## DIRECTIONS
Restate the complete material exactly.

Records from a point labeling set:
━━━━━━━━━━━━━━━━
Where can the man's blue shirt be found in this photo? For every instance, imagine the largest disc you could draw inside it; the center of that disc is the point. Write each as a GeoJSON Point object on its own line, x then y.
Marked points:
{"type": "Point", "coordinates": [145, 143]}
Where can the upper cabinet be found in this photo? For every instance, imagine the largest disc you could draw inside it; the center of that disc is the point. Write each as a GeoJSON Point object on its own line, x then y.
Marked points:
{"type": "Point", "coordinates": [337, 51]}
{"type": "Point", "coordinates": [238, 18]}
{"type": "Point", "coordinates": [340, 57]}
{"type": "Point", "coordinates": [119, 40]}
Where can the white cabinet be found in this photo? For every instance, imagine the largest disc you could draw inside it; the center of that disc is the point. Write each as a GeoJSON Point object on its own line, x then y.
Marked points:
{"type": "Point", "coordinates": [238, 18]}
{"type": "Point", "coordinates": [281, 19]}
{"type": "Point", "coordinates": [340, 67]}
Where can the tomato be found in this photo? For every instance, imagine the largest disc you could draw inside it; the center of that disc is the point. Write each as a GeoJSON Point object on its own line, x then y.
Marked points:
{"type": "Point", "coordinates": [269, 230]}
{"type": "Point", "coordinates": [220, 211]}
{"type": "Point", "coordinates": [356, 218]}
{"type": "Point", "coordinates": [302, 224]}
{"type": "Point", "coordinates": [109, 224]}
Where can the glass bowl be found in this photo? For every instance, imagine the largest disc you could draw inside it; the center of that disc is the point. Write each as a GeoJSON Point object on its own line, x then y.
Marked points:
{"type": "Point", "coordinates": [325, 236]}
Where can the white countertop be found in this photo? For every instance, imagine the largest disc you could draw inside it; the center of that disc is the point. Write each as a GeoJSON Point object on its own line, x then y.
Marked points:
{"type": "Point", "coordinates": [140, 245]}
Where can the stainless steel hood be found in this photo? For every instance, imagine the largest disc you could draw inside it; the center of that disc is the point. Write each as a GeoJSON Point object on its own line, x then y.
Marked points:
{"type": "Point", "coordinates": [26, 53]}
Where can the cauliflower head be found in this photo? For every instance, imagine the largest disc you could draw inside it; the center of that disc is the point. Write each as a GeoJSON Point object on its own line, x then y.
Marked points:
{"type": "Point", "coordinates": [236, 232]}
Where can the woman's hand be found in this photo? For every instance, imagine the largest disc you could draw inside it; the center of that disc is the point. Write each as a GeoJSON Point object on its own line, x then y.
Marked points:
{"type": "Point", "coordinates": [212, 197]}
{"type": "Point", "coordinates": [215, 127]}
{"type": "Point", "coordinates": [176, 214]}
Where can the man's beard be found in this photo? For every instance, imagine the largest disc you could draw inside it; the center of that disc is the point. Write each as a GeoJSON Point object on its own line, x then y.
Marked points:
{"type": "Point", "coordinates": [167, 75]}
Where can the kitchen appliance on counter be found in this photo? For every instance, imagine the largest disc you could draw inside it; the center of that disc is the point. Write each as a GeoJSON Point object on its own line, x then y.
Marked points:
━━━━━━━━━━━━━━━━
## RESPONSE
Where can the man's blue shirt be found in this photo? For every instance, imagine the largest disc you could draw inside it; the center of that disc is the point. Write each as a GeoJSON Point object on its own line, x then y.
Marked points:
{"type": "Point", "coordinates": [145, 143]}
Where can the upper cabinet be found in this photo? For every instance, imagine the largest disc you could draw inside it; the center of that disc is the point. Write each as a GeoJSON Point object on its own line, x then y.
Marked points:
{"type": "Point", "coordinates": [337, 51]}
{"type": "Point", "coordinates": [238, 18]}
{"type": "Point", "coordinates": [340, 57]}
{"type": "Point", "coordinates": [119, 40]}
Where can the white cabinet be found in this photo? For every instance, imagine the largest disc you could draw inside it; the center of that disc is the point. Write each as a GeoJSON Point object on its own line, x then y.
Marked points:
{"type": "Point", "coordinates": [238, 18]}
{"type": "Point", "coordinates": [281, 19]}
{"type": "Point", "coordinates": [340, 67]}
Where can the tomato be found in this photo? For every instance, imagine the largest disc you could draw inside it; the center of that disc is the point. Write each as a GeoJSON Point object on its own line, x then y.
Marked points:
{"type": "Point", "coordinates": [269, 230]}
{"type": "Point", "coordinates": [220, 211]}
{"type": "Point", "coordinates": [356, 218]}
{"type": "Point", "coordinates": [302, 224]}
{"type": "Point", "coordinates": [109, 224]}
Where can the glass bowl be found in this photo? For every instance, imagine the largest disc you could draw inside it; the center of that disc is the point. Write each as a GeoJSON Point object on its own line, x then y.
Marked points:
{"type": "Point", "coordinates": [325, 236]}
Where can the white countertop be found in this photo? For every instance, imagine the largest disc you could draw inside it; the center of that disc is the point. Write each as a GeoJSON Point object on its own line, x then y.
Marked points:
{"type": "Point", "coordinates": [140, 245]}
Where can the stainless steel hood be found in this photo? For every instance, imagine the largest disc you could draw inside it; the center of that disc is the point. Write each as a GeoJSON Point object on its own line, x then y.
Marked points:
{"type": "Point", "coordinates": [26, 53]}
Where can the cauliflower head be found in this photo? For every instance, imagine the largest disc you could draw inside it; the center of that disc is the point. Write each as a GeoJSON Point object on its own line, x then y.
Marked points:
{"type": "Point", "coordinates": [236, 232]}
Where can the woman's hand be found in this photo? For every instance, imagine the largest disc you could draw inside it; the center of that disc is the point. Write each as a GeoJSON Point object on its own line, x then y.
Marked points:
{"type": "Point", "coordinates": [212, 197]}
{"type": "Point", "coordinates": [215, 127]}
{"type": "Point", "coordinates": [176, 214]}
Where can the man's beard be found in this photo? For every instance, imagine the largest disc you could draw inside it; the center of that disc is the point. Write each as a GeoJSON Point object on its own line, x then y.
Marked points:
{"type": "Point", "coordinates": [167, 75]}
Where can the kitchen appliance on counter be found in this photo? For every instance, imagine the largest disc you could draw inside it; the center of that disc is the point. Write each as a GeoJSON Point object on its own line, x then y.
Marked points:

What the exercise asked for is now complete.